▸ Excerpt:
Sections relevant to the question are about 50 pages, as follows. The question asks what requirements are missing from the list, so I've put those items in bold.

  • 33.3.2. Pinout and 25 k ohm signature defined. And state diagram for the PD. With the required steps being present signature, draw power. Gotta love IEEE for making a whole diagram out of this. OK nothing that's not already noted in the question here.
  • Annex 33A warns not to connect anything other than 15 k ohm while detection is occurring. With lots of examples of things you can connect to a circuit that aren't a 15 k ohm resistor. Already noted in the question.
  • 33.3.6 Specifies a 10mA minimum load for maintain power signature.
  • 33.3.2 limits PD input inductance to 0-100uH. Presumably for safety reasons. Common sense.
  • 33.3.5 Defines the 36-57V operating range, cable losses, etc. And warns not to backfeed by 2.8V more than what you receive -- but only if you are receiving 57V. In other words, don't apply more than 59.8V to the line.
  • 33.3.5 defines powered-state hysteresis: turn on at 42V, turn off at 30V. However the device is also allowed to assume it gets a minimum of 36V while powered, so the most reasonable interpretation is turn on at 42V, turn off at 36V. The point being to avoid startup oscillation.

▸ Information supplied:
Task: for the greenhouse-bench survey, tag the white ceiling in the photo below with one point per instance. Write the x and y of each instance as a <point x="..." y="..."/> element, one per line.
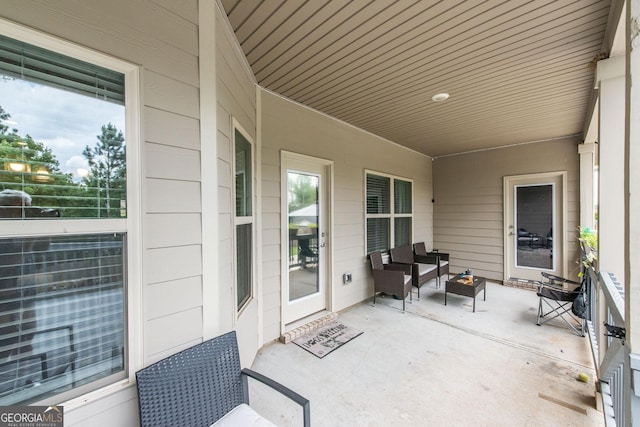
<point x="517" y="71"/>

▸ Problem A:
Answer these about the excerpt on IEEE powered-device requirements, one per line, marked (i), (ii), (iii):
(i) What minimum load does 33.3.6 specify for the maintain power signature?
(ii) What range does 33.3.2 allow for PD input inductance?
(iii) Under the powered-state hysteresis in 33.3.5, at what voltage does the device turn on?
▸ Problem B: Write the next part of the excerpt on IEEE powered-device requirements, continuing after its final bullet in the same style.

▸ Final result A:
(i) 10mA
(ii) 0-100uH
(iii) 42V

▸ Final result B:
    1. Adds a full electrical isolation requirement. And 33.4 specifies 1500V hi-pot tests.

Sections that are not relevant to the question:

  • sections 22, 30, 33.6, etc. define management software. Not a requirement for the PD.
  • 33.1 - 33.2 apply only to the PSE side.
  • 3.3.4 - classifications... optional if the goal is 12W.
  • 33.3.2 - Limits input capacitance to 50-120nF. And 33.3.5 Gives some peak current values that are higher than the averages, in case you need inrush or ripple current. But then both of these are effectively walked back in 33.3.5.5: "there is no max capacitance".
  • 33.4 short circuit tests - adds nothing to 802.3, at least on the PD side.
  • 33.4.3. Gives a minimum common-mode impedance formula that doesn't seem right (try plugging any reasonable values into it...) and therefore is likely not implemented by anybody.
  • 33.4.4-7. Gives some common-mode output specs for 1MHz+. Doesn't add anything to original 802.3.
  • All the midspan PSE stuff. I'm not a PSE.
  • 33.3.6 Specifies a 50nF minimum capacitance for maintain power signature. However, the standard doesn't describe how this capacitance is actually measured, what frequency to measure at, etc., so it's likely not implemented. (The standard says make two current measurements at voltages 1V apart, suggesting that the PSE only needs to measure resistance.) The 50nF capacitor is not present in many PoE circuit diagrams available online. (Probably not just because it's not really required, but also because your PSU will probably already have one, and will engage to the lines when current is present)
  • 33.5 - general safety. Yes, be safe and label the port. Doesn't add anything to 802.3 apart from labeling required as discussed above.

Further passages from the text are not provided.